- Exercise prompt
I'd like the entries that follow repeated exactly, with the pictures left out.

+ + +

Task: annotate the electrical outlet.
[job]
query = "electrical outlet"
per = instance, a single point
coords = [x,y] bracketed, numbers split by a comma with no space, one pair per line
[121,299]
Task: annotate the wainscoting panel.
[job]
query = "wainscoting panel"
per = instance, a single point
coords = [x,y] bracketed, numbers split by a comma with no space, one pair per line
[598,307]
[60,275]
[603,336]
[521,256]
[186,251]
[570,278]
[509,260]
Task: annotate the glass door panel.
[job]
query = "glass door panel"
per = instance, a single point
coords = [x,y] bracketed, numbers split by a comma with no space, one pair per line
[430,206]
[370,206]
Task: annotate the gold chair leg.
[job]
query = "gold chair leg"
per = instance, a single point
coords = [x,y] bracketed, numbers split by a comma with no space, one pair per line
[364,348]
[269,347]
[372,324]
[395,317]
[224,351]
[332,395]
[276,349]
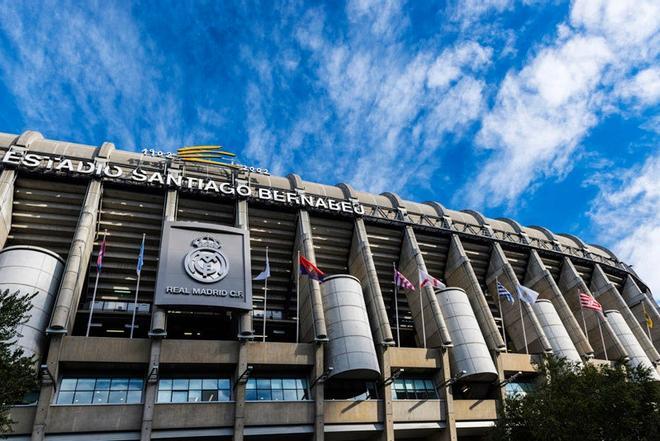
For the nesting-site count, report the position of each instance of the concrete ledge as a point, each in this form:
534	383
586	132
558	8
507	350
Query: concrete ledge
199	351
23	417
344	411
470	410
262	413
94	418
517	362
193	415
281	353
418	410
105	349
415	358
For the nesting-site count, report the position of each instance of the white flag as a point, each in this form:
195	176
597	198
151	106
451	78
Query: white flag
427	279
266	272
527	295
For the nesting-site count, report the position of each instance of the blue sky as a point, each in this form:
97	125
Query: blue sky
543	111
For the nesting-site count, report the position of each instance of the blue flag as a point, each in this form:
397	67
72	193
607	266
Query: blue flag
140	257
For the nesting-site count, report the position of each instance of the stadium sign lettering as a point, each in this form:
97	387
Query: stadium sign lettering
172	178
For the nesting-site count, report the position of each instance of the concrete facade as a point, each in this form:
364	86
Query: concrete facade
467	251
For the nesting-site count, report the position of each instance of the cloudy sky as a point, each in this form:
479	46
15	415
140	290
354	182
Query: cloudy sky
543	111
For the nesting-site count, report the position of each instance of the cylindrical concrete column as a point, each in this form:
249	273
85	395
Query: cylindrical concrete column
635	351
32	270
351	350
470	352
554	329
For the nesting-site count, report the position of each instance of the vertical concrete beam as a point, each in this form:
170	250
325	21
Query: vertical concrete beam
638	303
540	280
361	265
245	326
7	179
410	263
80	252
312	318
459	272
500	270
319	395
571	284
608	296
239	391
388	413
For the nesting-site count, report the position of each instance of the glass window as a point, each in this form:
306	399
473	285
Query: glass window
100	391
414	389
193	390
278	389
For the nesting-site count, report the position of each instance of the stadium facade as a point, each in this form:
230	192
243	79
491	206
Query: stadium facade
203	351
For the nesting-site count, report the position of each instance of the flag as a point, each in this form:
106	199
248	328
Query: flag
310	270
99	259
647	317
503	293
527	295
266	272
400	280
586	301
138	269
427	279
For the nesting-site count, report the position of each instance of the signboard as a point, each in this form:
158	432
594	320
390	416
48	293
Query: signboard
204	265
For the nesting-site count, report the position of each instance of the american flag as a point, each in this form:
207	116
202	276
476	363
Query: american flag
427	279
586	301
400	280
503	293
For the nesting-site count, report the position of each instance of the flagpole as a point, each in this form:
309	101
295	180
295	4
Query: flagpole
499	303
263	336
396	306
522	321
96	285
602	339
137	289
421	308
298	298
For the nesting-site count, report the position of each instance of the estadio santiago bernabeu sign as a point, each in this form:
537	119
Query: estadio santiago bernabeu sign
173	179
204	265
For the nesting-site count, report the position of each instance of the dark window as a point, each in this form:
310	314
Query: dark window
104	390
193	390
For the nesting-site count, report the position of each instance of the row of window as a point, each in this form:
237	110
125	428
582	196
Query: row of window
122	390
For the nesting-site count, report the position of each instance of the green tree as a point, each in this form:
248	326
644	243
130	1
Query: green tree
17	371
574	402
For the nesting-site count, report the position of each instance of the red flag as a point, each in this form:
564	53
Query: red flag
310	270
588	302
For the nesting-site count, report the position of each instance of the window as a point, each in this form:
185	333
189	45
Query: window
414	389
193	390
277	389
104	390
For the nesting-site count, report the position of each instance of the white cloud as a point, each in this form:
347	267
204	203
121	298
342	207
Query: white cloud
544	110
627	215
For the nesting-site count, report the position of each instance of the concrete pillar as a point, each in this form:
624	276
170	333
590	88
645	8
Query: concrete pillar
571	284
459	272
319	395
7	179
361	265
638	303
312	318
75	270
608	296
540	280
410	263
500	270
245	326
388	413
239	392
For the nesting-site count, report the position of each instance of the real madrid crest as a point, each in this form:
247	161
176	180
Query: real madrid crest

+ + +

- Task result
Task: annotate the electrical outlet.
[job]
query = "electrical outlet"
per = instance, a single point
coords = [x,y] bracketed, numbers split by a comma with no space, one pair per line
[121,299]
Task: annotate the wainscoting panel.
[job]
query = "wainscoting panel"
per = instance, a single point
coords = [x,y] bracketed, numbers split by a comma with no space, one pair per line
[598,307]
[60,275]
[603,336]
[521,256]
[186,251]
[570,278]
[509,260]
Task: annotate the glass door panel.
[job]
query = "glass door panel"
per = instance, a single point
coords = [x,y] bracketed, numbers split by a comma with no space, one pair per line
[430,206]
[370,206]
Task: annotate the gold chair leg.
[job]
query = "gold chair leg"
per = instance, a single point
coords = [x,y] bracketed, numbers split by a comma with no space, one pair per line
[364,348]
[269,347]
[372,324]
[395,317]
[224,351]
[332,395]
[276,349]
For the nesting-site count, report the position of each instance of the concrete ledge as a point, each in this form:
534	383
586	132
558	8
507	350
Query: concrete ledge
199	351
23	417
344	411
470	410
262	413
94	418
517	362
193	415
281	353
418	410
105	349
415	358
For the nesting-site count, report the position of each instance of the white flag as a point, each in this form:
195	176
597	198
151	106
451	78
Query: white flag
427	279
266	272
527	295
For the nesting-site count, report the position of each instance of the blue sky as a point, each in this form:
97	125
Query: blue sky
543	111
For the nesting-site count, report the position of each instance of the blue flag as a point, each in this form:
397	67
72	193
607	266
Query: blue flag
140	257
For the nesting-site count, report the position of each instance of the stadium sign lettering as a point, each in this form:
97	387
Query: stadium sign lettering
172	178
For the nesting-site count, report the position of each instance of the concrete facade as a point, each in this form:
364	86
Query: concrete facade
467	251
For the nesting-site count, report the position of each instance of the cloudy sky as a point, each in this form:
479	46
15	415
140	290
354	182
Query: cloudy sky
543	111
For the nesting-site count, report the position of each instance of the cylindrical concrete column as a point, each in this form:
249	273
85	395
Query: cylindrical concrete column
635	351
32	270
351	350
470	352
554	329
For the nesting-site count, report the position of each instance of the vertical concrete beam as a point, each in this form:
170	250
325	21
Query: vertical concrete beam
638	303
540	280
361	265
245	326
7	179
410	263
80	252
312	318
459	272
500	270
319	395
571	284
608	296
239	391
388	413
For the nesting-site count, report the position of each instance of the glass window as a point, each in this form:
306	399
473	285
Query: glass window
100	391
414	389
193	390
278	389
For the nesting-site count, report the position of each instance of the stadium facade as a point, each in this form:
230	192
243	79
491	206
Query: stadium facade
203	351
For the nesting-site count, report the position of each instance of the flag as a point, each in this form:
106	199
248	328
Query: flag
310	270
99	259
647	317
503	293
527	295
266	272
400	280
586	301
138	269
427	279
For the nesting-site count, report the position of each instance of the signboard as a point, each in this form:
158	432
594	320
390	416
48	293
Query: signboard
204	265
For the nesting-site count, report the position of each instance of the american flag as a point, each in this form:
207	116
202	276
476	363
Query: american flag
427	279
586	301
400	280
503	293
For the nesting-site count, report the position of each instance of the flagpole as a point, each in this form:
309	101
295	180
295	4
Query: flagpole
499	303
263	336
396	306
522	321
96	285
602	339
137	289
421	308
298	298
For the nesting-site count, report the position of each instance of the estadio santiago bernabeu sign as a point, each in this form:
537	119
Query: estadio santiago bernabeu sign
173	179
204	265
For the nesting-site count, report the position of each instance of the dark window as a point, each in this form:
310	314
Query: dark window
104	390
193	390
For the nesting-site count, report the position of each instance of the row of window as a point, each in this form:
237	110
125	428
582	196
Query: row of window
122	390
For the nesting-site count, report the position of each instance of the green tree as a point, each in this form:
248	326
644	243
130	1
Query: green tree
17	371
574	402
For the nesting-site count, report the position of each instance of the red flag as a point, each in this form:
564	53
Query: red flag
310	270
588	302
For the nesting-site count, report the position of each instance of the window as a point, each in this form:
185	333
189	45
Query: window
414	389
193	390
277	389
104	390
For the nesting-site count, report the position of each instance of the white cloud as a point, each in this form:
347	267
204	203
121	298
342	207
Query: white cloud
544	110
627	215
For the nesting-site count, report the position of each instance of the concrete pillar as a point, each in this form:
624	276
170	333
590	88
645	8
Query: concrete pillar
571	284
459	272
319	395
7	179
361	265
638	303
312	318
75	270
608	296
540	280
410	263
500	270
245	326
388	413
239	392
For the nesting-site count, report the position of each instance of the real madrid crest as a point, each in this form:
247	161
176	180
Query: real madrid crest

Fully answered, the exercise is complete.